**Exercise description:**
Could you retype every line of the data below, keeping each character and line break unchanged?

**Records for this exercise:**
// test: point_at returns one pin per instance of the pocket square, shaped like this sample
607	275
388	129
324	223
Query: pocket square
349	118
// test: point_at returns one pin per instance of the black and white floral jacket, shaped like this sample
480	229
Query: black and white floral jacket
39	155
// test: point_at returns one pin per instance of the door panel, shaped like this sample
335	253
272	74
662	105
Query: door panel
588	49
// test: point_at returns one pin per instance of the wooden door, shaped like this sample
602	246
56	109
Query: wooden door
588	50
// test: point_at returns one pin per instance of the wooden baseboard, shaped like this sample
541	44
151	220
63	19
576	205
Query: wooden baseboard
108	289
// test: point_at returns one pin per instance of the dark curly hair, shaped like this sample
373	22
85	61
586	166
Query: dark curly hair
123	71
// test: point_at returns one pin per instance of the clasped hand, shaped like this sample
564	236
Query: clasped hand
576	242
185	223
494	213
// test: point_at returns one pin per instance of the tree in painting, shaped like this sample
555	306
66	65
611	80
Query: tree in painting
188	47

**Full output:**
// test: point_at returns one pin per instance of the pocket square, shaped like this sample
607	275
388	129
324	223
Query: pocket square
349	118
// test: point_at returns one pin per instance of the black and white floral jacket, shaped like this sample
480	229
Query: black and white floral jacket
39	155
// test: point_at returns one pin per instance of the door panel, shaped like this sample
335	253
272	74
662	105
Query: door panel
588	49
// test: point_at returns one pin per instance of the wooden door, shaped like this sample
602	246
56	109
Query: wooden door
588	50
// test: point_at returns one pin per instance of the wooden baseboard, shaped like this sample
541	44
151	220
63	19
576	205
Query: wooden baseboard
108	289
// test: point_at returns one pin per instance of the dark curly hair, shaped like this sample
373	22
85	61
586	166
Query: dark curly hair
123	71
// test: point_at returns one pin per instance of the clasped hand, shaped like this sample
564	236
Query: clasped hand
576	242
185	223
494	213
// test: point_at returns one pin per instance of the tree in painting, shaped like this sample
555	306
66	65
611	80
Query: tree in painting
188	47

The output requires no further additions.